++++ Study material

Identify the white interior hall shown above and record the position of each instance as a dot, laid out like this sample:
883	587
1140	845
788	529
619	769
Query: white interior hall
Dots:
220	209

++++++++

§ **What is expected**
Print the data in full, with each line exactly as given.

§ **Response box**
Identify the white interior hall shown above and record the position of each instance as a dot, laid out like this sample:
883	587
1140	845
788	529
619	769
Query: white interior hall
Dots:
220	209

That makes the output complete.